▸ **AIM**: Return every line from the items below that contains the string "target".

▸ **DATA FOR THE TASK**:

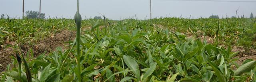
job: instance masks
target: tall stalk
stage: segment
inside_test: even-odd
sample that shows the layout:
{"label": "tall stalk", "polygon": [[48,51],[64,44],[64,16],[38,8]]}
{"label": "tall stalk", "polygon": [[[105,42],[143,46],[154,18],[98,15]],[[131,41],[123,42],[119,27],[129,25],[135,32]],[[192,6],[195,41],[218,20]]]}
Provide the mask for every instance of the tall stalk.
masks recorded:
{"label": "tall stalk", "polygon": [[82,21],[82,17],[81,15],[79,12],[79,2],[78,0],[77,0],[77,11],[75,15],[75,22],[76,24],[76,53],[77,60],[76,63],[77,64],[77,68],[78,74],[77,76],[78,78],[78,82],[81,82],[81,65],[80,64],[80,32],[81,27],[81,22]]}

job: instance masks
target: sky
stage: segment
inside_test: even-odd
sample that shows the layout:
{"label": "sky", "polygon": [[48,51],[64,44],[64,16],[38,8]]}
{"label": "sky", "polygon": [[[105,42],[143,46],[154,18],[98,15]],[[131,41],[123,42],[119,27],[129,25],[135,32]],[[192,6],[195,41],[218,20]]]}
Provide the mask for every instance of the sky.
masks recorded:
{"label": "sky", "polygon": [[[76,4],[76,0],[41,0],[41,12],[45,13],[46,18],[73,18],[77,10]],[[238,16],[244,15],[248,18],[251,12],[256,16],[255,4],[256,2],[152,0],[152,16],[189,18],[191,15],[191,18],[197,18],[218,15],[220,18],[230,17],[235,15],[238,9]],[[100,16],[99,13],[113,20],[135,18],[135,16],[138,19],[149,18],[149,0],[80,0],[79,6],[79,12],[84,19]],[[0,0],[0,14],[20,18],[22,9],[22,0]],[[39,11],[39,0],[25,0],[24,11],[28,10]]]}

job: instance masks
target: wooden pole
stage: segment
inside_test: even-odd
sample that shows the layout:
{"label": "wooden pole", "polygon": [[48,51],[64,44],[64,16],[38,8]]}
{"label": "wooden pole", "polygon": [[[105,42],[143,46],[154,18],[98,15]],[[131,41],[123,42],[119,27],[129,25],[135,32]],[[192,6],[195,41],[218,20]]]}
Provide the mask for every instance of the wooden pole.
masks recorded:
{"label": "wooden pole", "polygon": [[40,0],[40,4],[39,5],[39,19],[40,19],[41,18],[41,0]]}
{"label": "wooden pole", "polygon": [[149,7],[150,10],[150,19],[151,19],[152,16],[151,15],[151,0],[149,0]]}
{"label": "wooden pole", "polygon": [[24,18],[24,0],[23,0],[23,4],[22,6],[22,19]]}

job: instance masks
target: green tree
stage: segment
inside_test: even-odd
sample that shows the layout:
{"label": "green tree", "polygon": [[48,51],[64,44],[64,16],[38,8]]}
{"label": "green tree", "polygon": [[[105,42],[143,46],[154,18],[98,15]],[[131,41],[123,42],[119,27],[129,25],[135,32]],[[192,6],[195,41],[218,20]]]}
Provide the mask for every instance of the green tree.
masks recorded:
{"label": "green tree", "polygon": [[252,14],[252,12],[251,13],[251,16],[250,16],[250,18],[253,18],[253,14]]}
{"label": "green tree", "polygon": [[1,19],[4,19],[4,14],[1,14]]}
{"label": "green tree", "polygon": [[[27,11],[25,13],[26,16],[28,18],[39,18],[39,12],[36,11]],[[44,13],[41,13],[40,18],[44,19],[45,18],[45,14]]]}
{"label": "green tree", "polygon": [[94,19],[102,19],[100,16],[94,16]]}
{"label": "green tree", "polygon": [[209,17],[209,18],[219,18],[219,16],[218,15],[212,15]]}

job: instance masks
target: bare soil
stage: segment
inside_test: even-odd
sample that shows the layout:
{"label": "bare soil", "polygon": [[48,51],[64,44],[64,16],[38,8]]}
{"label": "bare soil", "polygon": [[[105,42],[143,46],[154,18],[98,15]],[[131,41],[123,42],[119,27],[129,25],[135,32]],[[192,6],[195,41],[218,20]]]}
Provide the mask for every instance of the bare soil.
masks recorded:
{"label": "bare soil", "polygon": [[[65,48],[64,45],[67,44],[65,44],[65,42],[69,41],[70,39],[72,41],[76,37],[75,33],[75,32],[64,30],[50,37],[44,39],[34,45],[24,44],[21,45],[20,47],[24,54],[26,54],[30,49],[32,49],[35,57],[45,52],[47,54],[50,52],[55,50],[57,47]],[[13,45],[15,44],[15,42],[8,42],[6,44]],[[0,64],[2,65],[0,65],[0,72],[6,70],[7,65],[13,61],[10,56],[16,57],[14,51],[12,47],[0,49]]]}

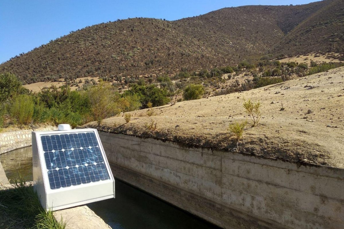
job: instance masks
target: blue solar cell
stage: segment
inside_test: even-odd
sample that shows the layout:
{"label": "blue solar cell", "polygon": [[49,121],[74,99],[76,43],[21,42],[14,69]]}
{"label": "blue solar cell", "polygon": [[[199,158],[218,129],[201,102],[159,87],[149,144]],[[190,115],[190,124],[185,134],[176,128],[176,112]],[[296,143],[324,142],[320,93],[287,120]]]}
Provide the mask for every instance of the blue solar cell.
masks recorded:
{"label": "blue solar cell", "polygon": [[110,179],[93,132],[41,137],[50,188]]}

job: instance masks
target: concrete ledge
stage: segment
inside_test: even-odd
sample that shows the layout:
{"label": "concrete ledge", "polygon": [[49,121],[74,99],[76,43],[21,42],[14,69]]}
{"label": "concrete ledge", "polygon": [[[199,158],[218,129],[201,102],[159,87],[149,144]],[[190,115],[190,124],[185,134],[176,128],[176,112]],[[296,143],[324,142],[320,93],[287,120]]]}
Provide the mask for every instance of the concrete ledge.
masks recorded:
{"label": "concrete ledge", "polygon": [[99,132],[115,177],[228,229],[344,228],[344,169]]}
{"label": "concrete ledge", "polygon": [[87,206],[83,205],[54,212],[58,221],[61,218],[67,224],[66,229],[111,229],[100,217]]}
{"label": "concrete ledge", "polygon": [[7,179],[7,177],[5,173],[5,171],[3,170],[2,167],[2,165],[0,162],[0,187],[4,186],[4,185],[10,183]]}

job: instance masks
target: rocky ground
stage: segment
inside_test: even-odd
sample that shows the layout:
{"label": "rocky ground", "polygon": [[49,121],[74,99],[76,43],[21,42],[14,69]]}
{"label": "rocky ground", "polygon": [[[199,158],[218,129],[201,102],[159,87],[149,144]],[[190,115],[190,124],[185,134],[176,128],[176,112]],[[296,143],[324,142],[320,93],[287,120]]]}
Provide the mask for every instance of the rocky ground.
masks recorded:
{"label": "rocky ground", "polygon": [[[244,99],[262,104],[259,124],[248,125],[237,147],[228,130],[250,119]],[[282,104],[284,110],[282,110]],[[344,168],[344,67],[241,93],[130,112],[85,126],[190,146]],[[156,129],[147,126],[156,123]]]}

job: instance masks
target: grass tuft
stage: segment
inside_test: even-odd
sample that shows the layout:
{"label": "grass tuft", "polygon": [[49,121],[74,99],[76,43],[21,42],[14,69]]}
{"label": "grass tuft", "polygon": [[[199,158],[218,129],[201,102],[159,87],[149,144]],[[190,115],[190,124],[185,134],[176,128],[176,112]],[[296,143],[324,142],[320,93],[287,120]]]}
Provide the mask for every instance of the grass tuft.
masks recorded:
{"label": "grass tuft", "polygon": [[0,227],[64,229],[62,219],[57,221],[52,211],[42,208],[31,183],[20,177],[14,181],[0,187]]}

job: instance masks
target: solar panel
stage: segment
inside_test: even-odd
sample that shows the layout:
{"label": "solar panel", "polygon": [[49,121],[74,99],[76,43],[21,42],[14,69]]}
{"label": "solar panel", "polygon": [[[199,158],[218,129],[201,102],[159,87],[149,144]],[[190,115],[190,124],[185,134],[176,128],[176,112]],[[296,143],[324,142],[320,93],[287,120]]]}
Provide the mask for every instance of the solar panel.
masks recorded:
{"label": "solar panel", "polygon": [[109,179],[93,132],[43,135],[41,139],[51,189]]}
{"label": "solar panel", "polygon": [[115,197],[115,180],[96,129],[34,131],[34,188],[54,211]]}

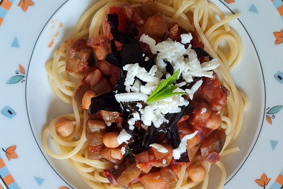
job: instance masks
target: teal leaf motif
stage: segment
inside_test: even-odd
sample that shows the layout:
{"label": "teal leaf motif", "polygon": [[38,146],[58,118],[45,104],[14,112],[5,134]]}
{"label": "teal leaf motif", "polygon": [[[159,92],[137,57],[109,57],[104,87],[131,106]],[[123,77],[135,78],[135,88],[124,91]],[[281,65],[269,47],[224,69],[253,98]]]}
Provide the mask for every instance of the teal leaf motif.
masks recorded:
{"label": "teal leaf motif", "polygon": [[282,105],[274,106],[270,109],[266,113],[268,114],[274,114],[279,112],[282,108],[283,106]]}
{"label": "teal leaf motif", "polygon": [[6,84],[14,84],[21,81],[24,77],[23,76],[16,76],[12,77],[6,82]]}

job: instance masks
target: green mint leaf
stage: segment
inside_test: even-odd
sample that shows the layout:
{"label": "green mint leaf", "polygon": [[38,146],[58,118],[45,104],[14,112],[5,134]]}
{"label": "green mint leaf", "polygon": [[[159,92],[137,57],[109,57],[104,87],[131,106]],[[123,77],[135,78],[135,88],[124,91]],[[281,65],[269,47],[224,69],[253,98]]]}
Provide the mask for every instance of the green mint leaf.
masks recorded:
{"label": "green mint leaf", "polygon": [[178,88],[177,86],[175,85],[171,85],[170,87],[171,87],[170,90],[169,90],[170,92],[173,92],[173,91]]}
{"label": "green mint leaf", "polygon": [[179,74],[180,73],[180,69],[179,69],[177,70],[177,71],[175,72],[175,73],[172,75],[172,76],[169,78],[164,80],[160,83],[159,85],[158,85],[157,88],[156,88],[156,89],[150,94],[149,96],[147,98],[147,99],[149,100],[157,93],[163,91],[164,87],[166,87],[167,86],[171,85],[174,82],[177,80],[177,79],[178,79],[178,76],[179,75]]}
{"label": "green mint leaf", "polygon": [[170,97],[176,96],[177,95],[183,95],[183,94],[186,94],[186,93],[183,92],[162,92],[160,93],[158,93],[154,97],[148,99],[147,101],[147,104],[151,104],[152,103]]}
{"label": "green mint leaf", "polygon": [[135,157],[133,155],[133,152],[129,148],[128,148],[126,151],[126,153],[125,154],[125,156],[126,157],[129,157],[133,159],[134,159]]}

▸ **RESPONSE**:
target: tall stalk
target: sky
target: wooden pole
target: green tree
target: bare soil
target: blue solar cell
target: concrete ledge
target: rocky ground
target: grass tuft
target: solar panel
target: teal leaf motif
target: green mint leaf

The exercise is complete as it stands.